### WHAT TO WORK ON
The answer should be an exact copy of the lines from the line with "Could you spot the person's" through the last line of the entries, and no other lines.

(Records from a data source)
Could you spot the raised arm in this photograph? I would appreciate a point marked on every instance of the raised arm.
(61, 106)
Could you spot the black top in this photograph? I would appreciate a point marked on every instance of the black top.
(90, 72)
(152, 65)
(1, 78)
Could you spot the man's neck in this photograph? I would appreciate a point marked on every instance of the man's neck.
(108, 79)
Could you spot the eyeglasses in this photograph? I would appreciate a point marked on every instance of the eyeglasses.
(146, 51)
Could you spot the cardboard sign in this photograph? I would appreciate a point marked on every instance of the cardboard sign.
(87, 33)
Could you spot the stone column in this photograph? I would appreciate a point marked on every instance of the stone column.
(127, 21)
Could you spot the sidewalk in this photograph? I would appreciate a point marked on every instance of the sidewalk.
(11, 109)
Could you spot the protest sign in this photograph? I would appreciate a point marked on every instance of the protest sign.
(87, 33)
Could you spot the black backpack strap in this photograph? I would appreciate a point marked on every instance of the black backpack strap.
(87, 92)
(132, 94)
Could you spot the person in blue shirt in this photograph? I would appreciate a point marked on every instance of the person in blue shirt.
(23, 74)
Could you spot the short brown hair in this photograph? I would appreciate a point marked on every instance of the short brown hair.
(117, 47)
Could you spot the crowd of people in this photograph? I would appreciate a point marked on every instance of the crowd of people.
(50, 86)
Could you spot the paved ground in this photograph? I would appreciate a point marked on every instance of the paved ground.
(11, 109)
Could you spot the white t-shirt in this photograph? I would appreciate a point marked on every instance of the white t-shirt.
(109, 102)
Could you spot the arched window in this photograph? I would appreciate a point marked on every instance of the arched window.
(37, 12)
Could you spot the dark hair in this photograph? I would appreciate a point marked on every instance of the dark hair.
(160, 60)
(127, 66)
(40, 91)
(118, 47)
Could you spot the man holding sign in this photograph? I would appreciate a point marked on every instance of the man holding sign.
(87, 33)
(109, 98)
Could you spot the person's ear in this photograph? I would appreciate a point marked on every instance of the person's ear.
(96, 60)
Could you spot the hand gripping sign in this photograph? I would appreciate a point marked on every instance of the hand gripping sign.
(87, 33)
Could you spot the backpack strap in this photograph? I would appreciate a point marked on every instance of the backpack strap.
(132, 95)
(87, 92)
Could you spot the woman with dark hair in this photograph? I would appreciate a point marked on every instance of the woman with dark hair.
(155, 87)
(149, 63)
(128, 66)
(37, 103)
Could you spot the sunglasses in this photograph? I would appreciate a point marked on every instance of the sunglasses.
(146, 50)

### EXPECTED ANSWER
Could you spot the person's ear in this photograph? I would appreciate a point marked on every instance of the person's ear.
(96, 60)
Could you spot the hand gripping sign in this photograph? I would appreciate a point marked on every instance of the hand gripping sign.
(87, 33)
Could you spot the backpack strap in this photograph? I would appreciate a point marked on every instance of the backpack strap.
(132, 95)
(87, 92)
Could you spot the woman with dark hair in this photograph? I would appreciate a point marked on every instance of the woman with dark hair.
(155, 87)
(149, 63)
(128, 66)
(37, 103)
Could you spot the sunglasses in this photograph? I would appreciate a point marked on every instance of the sunglasses.
(146, 50)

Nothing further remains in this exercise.